#### [Short task 1]
Report every line of the listing that contains the word "mirror", copying each such line in full.

start Source

US20190361193A1

US20190361193A1 - Lens module and method for assembling the same

Info

Publication number: US20190361193A1
Application number: US15/995,291
Authority: US
Inventors: Long-Fei Zhang; Shin-Wen Chen; Kun Li; Shuai-Peng Li
Original assignee: Triple Win Technology Shenzhen Co Ltd
Current assignee: Triple Win Technology Shenzhen Co Ltd
Priority date: 2018-05-22
Filing date: 2018-06-01
Publication date: 2019-11-28
Also published as: TW202004244A; TWI682210B; CN110519487A

Abstract

A lens module to exclude stray and internally-reflected light and thereby avoid flares and stains in images includes a lens unit, a circuit board, an image sensor, an optical filter, and a hollow mounting frame. The lens unit includes hollow lens holder and lens therein. The image sensor is connected onto the circuit board. The optical filter is at one side of the mounting frame, opposing side is fixed to the circuit board to enclose the image sensor. A light blocking layer is formed on four sides of a surface of the optical filter facing away from the image sensor. A structurally-significant dustproof adhesive layer fills a first gap between the mounting frame and the optical filter and a second gap between the mounting frame and the shielding layer. The lens holder is connected to the mounting frame.

Description

FIELD

The subject matter relates to imaging devices.

BACKGROUND

A lens module comprises an image sensor glued onto a circuit board, a hollow mounting frame also glued onto the circuit board and surrounding the image sensor, an optical filter glued onto the mounting frame and positioned above the image sensor, and a lens unit glued onto the mounting frame. When in operation, metallic wires of the image sensor and electronic components surrounding the image sensor may reflect incoming light. The reflected light may then arrive at the image sensor to form images. Thus, flares or stains may appear in images lowering the imaging quality.
Therefore, there is room for improvement in the art.

BRIEF DESCRIPTION OF THE DRAWINGS

Implementations of the present technology will now be described, by way of example only, with reference to the attached figures.

FIG. 1 is a flowchart of an embodiment of a method for assembling a lens module.

FIG. 2 is a diagrammatic view of an embodiment of a lens module.

FIG. 3 is an exploded diagram of the lens module of FIG. 2.

FIG. 4 is a cross-sectional view taken along line IV-IV of FIG. 2.

end Source
start Entries shown

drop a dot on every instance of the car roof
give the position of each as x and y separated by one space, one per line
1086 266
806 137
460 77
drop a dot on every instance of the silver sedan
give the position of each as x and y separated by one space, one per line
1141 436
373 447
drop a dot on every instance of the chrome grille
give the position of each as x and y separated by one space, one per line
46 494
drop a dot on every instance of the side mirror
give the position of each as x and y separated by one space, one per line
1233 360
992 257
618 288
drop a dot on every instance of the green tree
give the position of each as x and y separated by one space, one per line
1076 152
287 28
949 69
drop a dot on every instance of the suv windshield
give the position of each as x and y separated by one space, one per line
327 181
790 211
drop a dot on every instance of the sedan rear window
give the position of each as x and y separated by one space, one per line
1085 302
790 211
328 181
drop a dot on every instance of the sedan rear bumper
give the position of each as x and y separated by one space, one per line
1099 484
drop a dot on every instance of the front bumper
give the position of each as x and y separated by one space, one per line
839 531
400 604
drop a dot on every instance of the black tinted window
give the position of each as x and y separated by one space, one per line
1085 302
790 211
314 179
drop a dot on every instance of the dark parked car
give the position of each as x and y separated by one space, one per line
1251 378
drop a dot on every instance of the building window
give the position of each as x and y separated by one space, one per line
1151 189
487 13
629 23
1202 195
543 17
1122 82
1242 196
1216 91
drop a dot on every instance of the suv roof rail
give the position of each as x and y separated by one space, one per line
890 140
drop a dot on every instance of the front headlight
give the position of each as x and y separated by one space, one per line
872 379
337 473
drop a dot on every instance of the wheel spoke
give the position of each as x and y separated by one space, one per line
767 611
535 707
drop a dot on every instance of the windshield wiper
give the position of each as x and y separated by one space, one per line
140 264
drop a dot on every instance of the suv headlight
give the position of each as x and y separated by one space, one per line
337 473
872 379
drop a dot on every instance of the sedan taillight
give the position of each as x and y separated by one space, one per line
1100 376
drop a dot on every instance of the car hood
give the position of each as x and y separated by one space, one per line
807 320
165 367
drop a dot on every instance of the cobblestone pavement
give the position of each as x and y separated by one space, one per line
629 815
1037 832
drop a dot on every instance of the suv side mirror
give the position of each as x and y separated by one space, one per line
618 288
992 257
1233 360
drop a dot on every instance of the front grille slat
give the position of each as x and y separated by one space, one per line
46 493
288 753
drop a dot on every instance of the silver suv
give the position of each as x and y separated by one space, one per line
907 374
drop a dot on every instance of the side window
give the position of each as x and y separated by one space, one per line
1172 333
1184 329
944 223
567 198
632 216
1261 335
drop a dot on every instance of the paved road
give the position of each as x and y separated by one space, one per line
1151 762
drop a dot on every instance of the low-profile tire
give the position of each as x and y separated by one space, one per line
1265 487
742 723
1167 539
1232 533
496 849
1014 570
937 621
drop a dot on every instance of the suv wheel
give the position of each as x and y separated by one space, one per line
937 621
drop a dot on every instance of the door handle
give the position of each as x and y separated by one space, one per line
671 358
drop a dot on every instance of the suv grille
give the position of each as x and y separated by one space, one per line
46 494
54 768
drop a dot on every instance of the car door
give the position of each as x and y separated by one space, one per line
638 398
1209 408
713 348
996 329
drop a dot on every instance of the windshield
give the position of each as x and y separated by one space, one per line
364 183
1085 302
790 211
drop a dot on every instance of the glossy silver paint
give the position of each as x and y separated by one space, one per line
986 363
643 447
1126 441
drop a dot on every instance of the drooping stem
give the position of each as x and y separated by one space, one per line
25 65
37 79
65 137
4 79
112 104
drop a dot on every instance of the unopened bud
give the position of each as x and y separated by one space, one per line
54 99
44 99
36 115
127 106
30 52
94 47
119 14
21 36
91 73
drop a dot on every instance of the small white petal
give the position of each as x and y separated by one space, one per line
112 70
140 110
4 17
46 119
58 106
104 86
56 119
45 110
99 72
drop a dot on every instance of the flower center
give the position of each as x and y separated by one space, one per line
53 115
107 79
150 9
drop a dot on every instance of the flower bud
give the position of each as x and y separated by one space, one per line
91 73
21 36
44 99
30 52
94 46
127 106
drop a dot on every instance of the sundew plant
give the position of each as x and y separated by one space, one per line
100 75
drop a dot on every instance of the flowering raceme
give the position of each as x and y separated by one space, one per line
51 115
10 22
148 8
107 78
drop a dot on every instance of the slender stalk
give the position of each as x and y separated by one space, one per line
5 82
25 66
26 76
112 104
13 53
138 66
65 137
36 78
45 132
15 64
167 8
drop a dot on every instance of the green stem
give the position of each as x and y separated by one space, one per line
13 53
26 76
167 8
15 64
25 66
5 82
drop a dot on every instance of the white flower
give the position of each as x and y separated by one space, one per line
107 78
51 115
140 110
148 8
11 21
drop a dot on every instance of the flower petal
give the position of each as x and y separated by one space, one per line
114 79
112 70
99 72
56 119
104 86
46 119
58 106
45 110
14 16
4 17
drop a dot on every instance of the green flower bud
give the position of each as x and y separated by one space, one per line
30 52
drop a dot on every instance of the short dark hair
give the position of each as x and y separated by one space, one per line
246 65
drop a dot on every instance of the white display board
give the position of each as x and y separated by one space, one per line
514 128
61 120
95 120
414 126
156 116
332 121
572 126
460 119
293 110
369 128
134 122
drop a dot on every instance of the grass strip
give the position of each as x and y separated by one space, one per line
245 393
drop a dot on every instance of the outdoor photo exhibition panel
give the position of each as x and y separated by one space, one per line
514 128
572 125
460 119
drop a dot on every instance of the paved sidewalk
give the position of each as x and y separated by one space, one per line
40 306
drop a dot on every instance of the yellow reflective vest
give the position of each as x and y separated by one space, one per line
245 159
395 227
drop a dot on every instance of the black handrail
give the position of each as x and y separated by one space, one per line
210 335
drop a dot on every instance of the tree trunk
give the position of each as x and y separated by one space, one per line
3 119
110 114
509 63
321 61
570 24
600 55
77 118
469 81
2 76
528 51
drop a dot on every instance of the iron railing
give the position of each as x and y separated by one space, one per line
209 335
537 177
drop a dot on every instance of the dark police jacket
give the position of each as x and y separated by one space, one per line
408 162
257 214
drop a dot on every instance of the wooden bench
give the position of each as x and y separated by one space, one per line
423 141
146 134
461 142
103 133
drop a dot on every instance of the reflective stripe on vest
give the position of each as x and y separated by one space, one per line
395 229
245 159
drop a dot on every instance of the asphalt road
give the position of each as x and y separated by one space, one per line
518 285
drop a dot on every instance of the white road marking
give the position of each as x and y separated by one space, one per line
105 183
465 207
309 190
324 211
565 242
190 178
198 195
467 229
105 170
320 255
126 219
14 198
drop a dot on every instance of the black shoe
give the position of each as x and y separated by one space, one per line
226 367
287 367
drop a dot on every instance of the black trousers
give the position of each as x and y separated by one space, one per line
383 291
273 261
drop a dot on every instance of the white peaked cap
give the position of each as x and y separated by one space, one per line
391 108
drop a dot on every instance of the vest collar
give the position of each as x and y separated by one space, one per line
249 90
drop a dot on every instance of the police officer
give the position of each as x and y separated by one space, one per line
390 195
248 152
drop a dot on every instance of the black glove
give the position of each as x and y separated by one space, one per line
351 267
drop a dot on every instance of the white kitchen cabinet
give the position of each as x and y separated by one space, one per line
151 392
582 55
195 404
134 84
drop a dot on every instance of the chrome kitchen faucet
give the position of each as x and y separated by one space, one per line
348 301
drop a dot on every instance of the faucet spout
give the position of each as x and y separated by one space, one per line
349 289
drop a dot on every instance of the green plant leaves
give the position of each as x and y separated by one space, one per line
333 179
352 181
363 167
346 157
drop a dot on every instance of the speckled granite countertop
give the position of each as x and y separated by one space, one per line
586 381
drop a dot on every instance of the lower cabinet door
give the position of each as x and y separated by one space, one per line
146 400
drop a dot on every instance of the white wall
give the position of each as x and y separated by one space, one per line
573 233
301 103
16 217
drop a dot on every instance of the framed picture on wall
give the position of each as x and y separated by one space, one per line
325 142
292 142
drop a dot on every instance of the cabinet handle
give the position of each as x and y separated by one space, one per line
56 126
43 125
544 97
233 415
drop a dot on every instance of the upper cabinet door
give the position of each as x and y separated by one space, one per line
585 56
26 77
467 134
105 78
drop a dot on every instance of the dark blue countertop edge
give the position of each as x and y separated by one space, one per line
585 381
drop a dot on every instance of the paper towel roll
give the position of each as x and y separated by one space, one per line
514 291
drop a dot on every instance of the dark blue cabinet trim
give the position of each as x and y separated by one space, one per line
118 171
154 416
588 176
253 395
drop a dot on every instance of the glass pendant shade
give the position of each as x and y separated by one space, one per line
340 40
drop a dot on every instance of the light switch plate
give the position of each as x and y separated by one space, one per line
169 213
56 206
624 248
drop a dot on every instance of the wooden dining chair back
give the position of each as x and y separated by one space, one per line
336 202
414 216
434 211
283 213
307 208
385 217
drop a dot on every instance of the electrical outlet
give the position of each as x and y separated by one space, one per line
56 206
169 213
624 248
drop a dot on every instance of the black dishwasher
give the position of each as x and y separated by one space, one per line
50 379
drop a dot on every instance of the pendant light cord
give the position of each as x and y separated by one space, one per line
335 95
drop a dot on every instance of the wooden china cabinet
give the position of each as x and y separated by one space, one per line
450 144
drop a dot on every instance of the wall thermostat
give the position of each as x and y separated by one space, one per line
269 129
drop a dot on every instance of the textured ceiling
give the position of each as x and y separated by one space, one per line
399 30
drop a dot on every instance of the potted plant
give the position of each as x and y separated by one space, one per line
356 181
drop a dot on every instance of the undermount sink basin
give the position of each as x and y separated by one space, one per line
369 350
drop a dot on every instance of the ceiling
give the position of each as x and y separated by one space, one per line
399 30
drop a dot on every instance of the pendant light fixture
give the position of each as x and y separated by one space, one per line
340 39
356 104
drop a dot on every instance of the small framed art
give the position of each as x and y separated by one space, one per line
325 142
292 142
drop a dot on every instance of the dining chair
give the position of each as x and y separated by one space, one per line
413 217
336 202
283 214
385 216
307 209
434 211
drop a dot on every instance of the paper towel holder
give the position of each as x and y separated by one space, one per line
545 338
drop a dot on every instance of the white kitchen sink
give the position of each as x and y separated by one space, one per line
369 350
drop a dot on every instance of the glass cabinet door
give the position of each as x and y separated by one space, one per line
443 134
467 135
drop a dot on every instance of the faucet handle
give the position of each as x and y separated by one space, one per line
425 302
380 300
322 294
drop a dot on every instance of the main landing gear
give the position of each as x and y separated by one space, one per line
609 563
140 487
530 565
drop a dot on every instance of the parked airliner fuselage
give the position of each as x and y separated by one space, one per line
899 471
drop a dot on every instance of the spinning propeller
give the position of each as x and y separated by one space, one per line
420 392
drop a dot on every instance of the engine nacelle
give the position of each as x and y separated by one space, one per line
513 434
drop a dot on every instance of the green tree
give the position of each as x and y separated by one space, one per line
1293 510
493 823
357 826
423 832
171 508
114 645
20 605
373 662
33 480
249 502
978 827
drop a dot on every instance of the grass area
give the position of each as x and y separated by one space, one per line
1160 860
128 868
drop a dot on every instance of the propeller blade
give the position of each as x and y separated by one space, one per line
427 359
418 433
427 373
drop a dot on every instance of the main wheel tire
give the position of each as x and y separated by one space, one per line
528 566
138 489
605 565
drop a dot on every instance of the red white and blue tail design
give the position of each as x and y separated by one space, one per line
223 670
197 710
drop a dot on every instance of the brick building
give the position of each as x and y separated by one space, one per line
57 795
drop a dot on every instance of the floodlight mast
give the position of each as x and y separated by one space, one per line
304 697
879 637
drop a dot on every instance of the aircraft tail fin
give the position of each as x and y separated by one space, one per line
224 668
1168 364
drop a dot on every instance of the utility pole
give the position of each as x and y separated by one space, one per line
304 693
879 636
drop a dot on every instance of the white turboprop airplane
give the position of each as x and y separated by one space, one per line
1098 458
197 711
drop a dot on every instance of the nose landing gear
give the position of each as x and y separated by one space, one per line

end Entries shown

#### [Short task 2]
Pick up the lens module patent after its last line and continue writing it.

#### [Exercise result 1]
drop a dot on every instance of the side mirror
drop a dot on every instance of the suv side mirror

#### [Exercise result 2]
DETAILED DESCRIPTION

It will be appreciated that for simplicity and clarity of illustration, where appropriate, reference numerals have been repeated among the different figures to indicate corresponding or analogous components. In addition, numerous specific details are set forth in order to provide a thorough understanding of the embodiments described herein. However, it will be understood by those of ordinary skill in the art that the embodiments described herein can be practiced without these specific details. In other instances, methods, procedures, and components have not been described in detail so as not to obscure the related relevant feature being described. Also, the description is not to be considered as limiting the scope of the embodiments described herein. The drawings are not necessarily to scale and the proportions of certain parts may be exaggerated to better illustrate details and features of the present disclosure.
The term “comprising,” when utilized, means “including, but not necessarily limited to”; it specifically indicates open-ended inclusion or membership in the so-described combination, group, series, and the like.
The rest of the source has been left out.